• Seitenauszug:

========================

Klimaökonomie: Die Klimapolitik verändert die Menschen!
Die Entscheidungsträger in der Klimapolitik sollten umdenken! Ein Forscherteam unter Leitung des Potsdam-Instituts für Klimafolgenforschung (PIK) zeigt, dass die Einhaltung klimafreundlicher Politik das Denken der Menschen tatsächlich verändert.
Die Präferenzen der Menschen sind flexibler, als in den Lehrbüchern der Wirtschaftswissenschaften oft angenommen wird. Die Forscher raten den politischen Entscheidungsträgern, sich ändernde Präferenzen zu berücksichtigen, wenn sie Maßnahmen wie CO₂-Steuer oder den Aufbau einer kohlenstoffarmen Infrastruktur festlegen.
"Die Gestaltung von Klimaschutzmaßnahmen stützt sich auf ökonomische Modelle. Unsere Forschung zeigt, dass es möglich ist, solche Modelle so zu verbessern, dass sie Veränderungen der Präferenzen abbilden", sagt Linus Mattauch, Hauptautor der Studie und Forscher am Potsdam-Institut für Klimafolgenforschung (PIK) und an der Universität Oxford. "Präferenzen stellen Werte und Gewohnheiten dar, d.h. im Wesentlichen, was man als Individuum mag und was nicht, wovon man lieber mehr konsumiert und wovon weniger. Wirtschaftswissenschaftler gehen in der Regel davon aus, dass man im Grunde mit einem festen Satz von Werten und Präferenzen geboren wird, die das ganze Leben lang so bleiben. Das macht die Berechnungen einfacher - aber es ist eine Vereinfachung gegenüber der Realität. Und wenn man davon ausgeht, dass die Präferenzen immer gleich bleiben, ist ein echter Wandel wie der Übergang zu einer kohlenstoffarmen Wirtschaft schwieriger."
Präferenzveränderungen sind in der Vergangenheit gut dokumentiert worden: Als die negativen gesundheitlichen Auswirkungen des Rauchens in Aufklärungskampagnen zusammen mit Preisinterventionen und Verboten thematisiert wurden, gaben immer mehr Menschen das Rauchen auf - die Wirtschaftswissenschaft versteht dies nur selten als eine Änderung der Präferenzen.

========================

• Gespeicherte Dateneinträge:

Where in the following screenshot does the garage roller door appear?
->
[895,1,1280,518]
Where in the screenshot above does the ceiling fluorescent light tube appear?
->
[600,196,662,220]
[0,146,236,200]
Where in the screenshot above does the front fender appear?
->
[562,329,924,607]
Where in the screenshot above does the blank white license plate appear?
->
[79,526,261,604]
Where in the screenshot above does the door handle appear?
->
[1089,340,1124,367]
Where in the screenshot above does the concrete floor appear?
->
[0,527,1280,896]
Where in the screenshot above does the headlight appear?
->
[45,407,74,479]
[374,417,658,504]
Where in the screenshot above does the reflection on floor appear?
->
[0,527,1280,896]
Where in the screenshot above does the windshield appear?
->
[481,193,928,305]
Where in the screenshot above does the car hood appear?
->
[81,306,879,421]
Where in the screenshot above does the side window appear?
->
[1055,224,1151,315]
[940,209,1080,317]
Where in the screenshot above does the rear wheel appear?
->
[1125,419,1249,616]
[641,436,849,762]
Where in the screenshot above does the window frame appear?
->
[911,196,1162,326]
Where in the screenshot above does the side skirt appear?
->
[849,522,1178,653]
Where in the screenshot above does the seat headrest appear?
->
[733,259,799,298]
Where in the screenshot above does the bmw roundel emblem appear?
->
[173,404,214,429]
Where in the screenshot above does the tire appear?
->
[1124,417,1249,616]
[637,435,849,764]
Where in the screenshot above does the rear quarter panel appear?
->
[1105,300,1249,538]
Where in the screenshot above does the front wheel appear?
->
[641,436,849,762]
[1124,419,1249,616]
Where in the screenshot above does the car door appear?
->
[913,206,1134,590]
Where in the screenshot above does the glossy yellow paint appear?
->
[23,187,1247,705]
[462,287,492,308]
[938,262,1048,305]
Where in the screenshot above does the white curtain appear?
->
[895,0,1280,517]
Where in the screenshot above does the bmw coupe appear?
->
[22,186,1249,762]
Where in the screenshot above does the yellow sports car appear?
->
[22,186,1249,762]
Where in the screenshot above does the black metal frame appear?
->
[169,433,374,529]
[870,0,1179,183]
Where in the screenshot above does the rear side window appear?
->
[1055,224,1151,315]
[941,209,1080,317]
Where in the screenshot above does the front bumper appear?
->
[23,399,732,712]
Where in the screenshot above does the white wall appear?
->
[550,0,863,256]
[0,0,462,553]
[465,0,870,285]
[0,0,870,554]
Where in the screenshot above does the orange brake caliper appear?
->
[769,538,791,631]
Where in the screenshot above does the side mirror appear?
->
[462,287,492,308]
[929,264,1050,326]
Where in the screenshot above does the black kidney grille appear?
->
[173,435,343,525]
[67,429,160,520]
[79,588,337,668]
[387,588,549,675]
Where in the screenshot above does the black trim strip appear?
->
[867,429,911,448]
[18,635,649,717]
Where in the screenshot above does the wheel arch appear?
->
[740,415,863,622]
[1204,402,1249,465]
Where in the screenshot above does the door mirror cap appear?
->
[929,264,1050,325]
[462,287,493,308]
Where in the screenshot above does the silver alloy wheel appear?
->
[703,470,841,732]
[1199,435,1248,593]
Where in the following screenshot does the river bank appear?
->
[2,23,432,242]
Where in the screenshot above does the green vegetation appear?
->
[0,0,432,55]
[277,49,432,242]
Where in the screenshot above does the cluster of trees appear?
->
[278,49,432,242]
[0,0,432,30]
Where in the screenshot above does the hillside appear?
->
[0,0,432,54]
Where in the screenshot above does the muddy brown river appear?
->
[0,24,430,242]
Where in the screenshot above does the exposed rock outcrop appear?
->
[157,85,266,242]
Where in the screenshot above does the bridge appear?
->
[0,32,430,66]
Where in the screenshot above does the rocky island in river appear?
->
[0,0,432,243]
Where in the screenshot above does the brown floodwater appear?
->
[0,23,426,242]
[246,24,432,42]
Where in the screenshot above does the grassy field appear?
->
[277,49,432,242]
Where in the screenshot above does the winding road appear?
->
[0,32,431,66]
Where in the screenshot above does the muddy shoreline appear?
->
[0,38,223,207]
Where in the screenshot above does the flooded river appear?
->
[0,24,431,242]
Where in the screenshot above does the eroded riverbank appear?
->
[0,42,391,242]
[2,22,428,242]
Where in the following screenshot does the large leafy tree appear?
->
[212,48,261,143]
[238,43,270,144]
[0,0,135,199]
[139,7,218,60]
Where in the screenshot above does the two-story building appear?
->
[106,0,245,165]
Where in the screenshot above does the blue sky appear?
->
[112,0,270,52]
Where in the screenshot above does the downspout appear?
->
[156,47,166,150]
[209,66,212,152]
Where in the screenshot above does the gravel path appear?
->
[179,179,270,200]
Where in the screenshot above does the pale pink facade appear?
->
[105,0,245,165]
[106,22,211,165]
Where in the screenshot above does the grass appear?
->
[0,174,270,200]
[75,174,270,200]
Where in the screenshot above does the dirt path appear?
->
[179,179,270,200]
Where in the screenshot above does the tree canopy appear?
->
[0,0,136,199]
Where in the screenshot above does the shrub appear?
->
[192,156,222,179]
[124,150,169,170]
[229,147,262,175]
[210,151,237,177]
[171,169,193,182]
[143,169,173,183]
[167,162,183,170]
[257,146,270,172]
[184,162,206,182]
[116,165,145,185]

========================

• Aufgaben:
1. Nenne alle Maßnahmen, mit denen laut Seitenauszug die negativen gesundheitlichen Auswirkungen des Rauchens zum Thema gemacht wurden.
2. Warum gehen Wirtschaftswissenschaftler laut Seitenauszug in der Regel davon aus, dass Präferenzen das ganze Leben gleich bleiben? Antworte in ein bis drei Sätzen.

• Lösungen:
1. Aufklärungskampagnen, Preisinterventionen und Verbote

2. Diese Annahme macht die Berechnungen einfacher. Laut Linus Mattauch ist sie aber eine Vereinfachung gegenüber der Realität.